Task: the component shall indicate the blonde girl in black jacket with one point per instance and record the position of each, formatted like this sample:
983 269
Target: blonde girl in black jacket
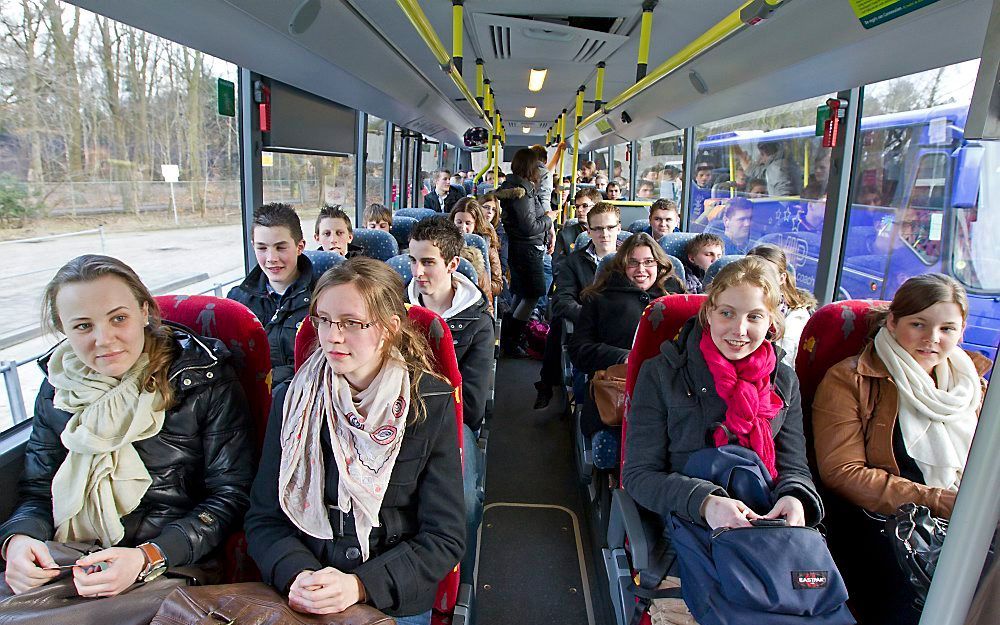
139 440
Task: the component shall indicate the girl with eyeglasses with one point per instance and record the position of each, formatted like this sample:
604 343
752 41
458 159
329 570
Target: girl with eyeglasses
359 494
638 273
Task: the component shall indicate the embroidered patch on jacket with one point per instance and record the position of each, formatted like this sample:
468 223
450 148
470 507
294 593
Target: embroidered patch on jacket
810 580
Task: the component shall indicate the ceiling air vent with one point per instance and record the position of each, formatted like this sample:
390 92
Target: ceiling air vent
543 39
500 39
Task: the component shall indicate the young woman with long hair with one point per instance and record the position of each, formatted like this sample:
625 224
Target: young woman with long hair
894 425
468 215
359 494
612 307
139 441
797 304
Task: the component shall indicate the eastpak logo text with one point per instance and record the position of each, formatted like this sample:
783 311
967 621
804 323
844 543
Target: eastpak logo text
809 580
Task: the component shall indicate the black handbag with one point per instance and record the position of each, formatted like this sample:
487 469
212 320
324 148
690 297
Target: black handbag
917 537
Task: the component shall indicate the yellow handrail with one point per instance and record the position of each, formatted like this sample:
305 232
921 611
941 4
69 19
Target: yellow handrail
423 27
728 26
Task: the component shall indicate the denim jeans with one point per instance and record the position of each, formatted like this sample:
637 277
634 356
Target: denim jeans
414 619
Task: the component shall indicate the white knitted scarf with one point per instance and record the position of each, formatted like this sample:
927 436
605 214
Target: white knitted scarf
366 432
939 420
102 477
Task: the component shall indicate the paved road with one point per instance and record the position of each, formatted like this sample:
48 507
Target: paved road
159 257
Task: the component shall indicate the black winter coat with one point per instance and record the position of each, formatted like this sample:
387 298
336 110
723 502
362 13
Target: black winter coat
674 405
422 521
604 333
575 274
523 217
473 336
282 316
199 462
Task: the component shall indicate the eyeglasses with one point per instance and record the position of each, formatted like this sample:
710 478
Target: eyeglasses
599 229
347 326
648 263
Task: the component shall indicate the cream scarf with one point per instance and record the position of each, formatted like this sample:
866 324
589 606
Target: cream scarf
366 432
937 421
102 478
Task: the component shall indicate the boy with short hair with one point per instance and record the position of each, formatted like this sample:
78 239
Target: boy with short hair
699 254
278 289
435 247
664 218
378 217
335 233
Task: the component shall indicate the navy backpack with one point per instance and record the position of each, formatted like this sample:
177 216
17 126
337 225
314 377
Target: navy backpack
770 573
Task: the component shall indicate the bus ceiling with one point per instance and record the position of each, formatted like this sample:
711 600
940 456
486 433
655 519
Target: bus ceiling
365 54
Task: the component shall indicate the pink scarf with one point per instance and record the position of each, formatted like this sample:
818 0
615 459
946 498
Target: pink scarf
745 386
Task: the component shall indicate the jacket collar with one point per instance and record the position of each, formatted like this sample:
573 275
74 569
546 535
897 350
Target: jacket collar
193 354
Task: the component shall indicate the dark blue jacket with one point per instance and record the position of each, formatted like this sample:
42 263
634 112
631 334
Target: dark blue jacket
281 316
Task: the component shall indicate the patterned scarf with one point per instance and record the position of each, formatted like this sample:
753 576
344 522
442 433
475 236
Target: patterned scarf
745 386
102 477
366 432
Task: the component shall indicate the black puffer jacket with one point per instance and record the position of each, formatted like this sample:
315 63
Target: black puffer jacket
604 333
281 317
422 520
200 461
674 405
523 217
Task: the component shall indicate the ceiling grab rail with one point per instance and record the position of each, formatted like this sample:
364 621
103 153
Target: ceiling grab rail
417 17
749 14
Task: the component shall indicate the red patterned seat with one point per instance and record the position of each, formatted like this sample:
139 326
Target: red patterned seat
443 349
241 332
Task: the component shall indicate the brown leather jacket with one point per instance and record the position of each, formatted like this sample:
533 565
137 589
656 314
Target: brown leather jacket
854 414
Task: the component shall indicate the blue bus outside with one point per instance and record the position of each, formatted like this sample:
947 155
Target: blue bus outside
916 193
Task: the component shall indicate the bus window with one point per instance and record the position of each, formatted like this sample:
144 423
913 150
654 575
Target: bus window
772 161
660 160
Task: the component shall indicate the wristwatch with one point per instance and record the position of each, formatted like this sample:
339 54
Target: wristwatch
156 562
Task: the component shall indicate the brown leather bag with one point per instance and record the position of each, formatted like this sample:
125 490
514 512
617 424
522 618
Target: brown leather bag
607 387
252 603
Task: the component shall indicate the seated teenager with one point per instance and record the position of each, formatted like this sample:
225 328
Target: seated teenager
612 307
468 215
664 218
335 233
721 375
359 497
378 217
139 442
699 254
894 425
797 305
585 199
575 274
444 195
277 290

EXERCISE: May I have exactly the lines from the one containing "Task: the component shall indicate the blue" through the last line of the data, both included?

EXERCISE RESULT:
Task: the component shall indicate the blue bus outside with one point per instance and record the position of each, formatted like this sample:
947 155
Target: blue bus outside
916 193
Task: the component shall indicate the bus window with one point per instance and record the position of each, formatted like this sample:
144 423
913 150
654 575
Target: bus window
772 161
660 160
Task: the component shall indicate the wristwatch with one point per instance and record the position of each, formatted like this sample:
339 54
Target: wristwatch
156 562
Task: the component shall indicate the brown leather bag with one point per instance and record the position of each, formatted like this sample:
125 490
514 512
617 424
522 618
Target: brown leather bag
607 387
252 603
Task: the component shall indicate the seated teenager with one point per instance and record the position of each, formatted like this sample:
225 328
Target: seated teenager
612 307
468 215
664 218
335 233
721 375
359 497
378 217
139 442
699 254
894 425
797 305
585 199
575 274
444 195
277 290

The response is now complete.